# [EXERCISE INSTRUCTIONS]
Put every line of the items below into a numbered list, omitting any blank lines.

Stored items

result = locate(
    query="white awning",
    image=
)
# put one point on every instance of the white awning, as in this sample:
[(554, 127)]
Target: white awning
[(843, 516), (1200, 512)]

# [EXERCISE RESPONSE]
1. result = locate(
2.     query="white awning",
3.     image=
4. )
5. # put one point on every instance of the white awning, as in this sample:
6. [(554, 127)]
7. Target: white awning
8. [(843, 516), (1200, 512)]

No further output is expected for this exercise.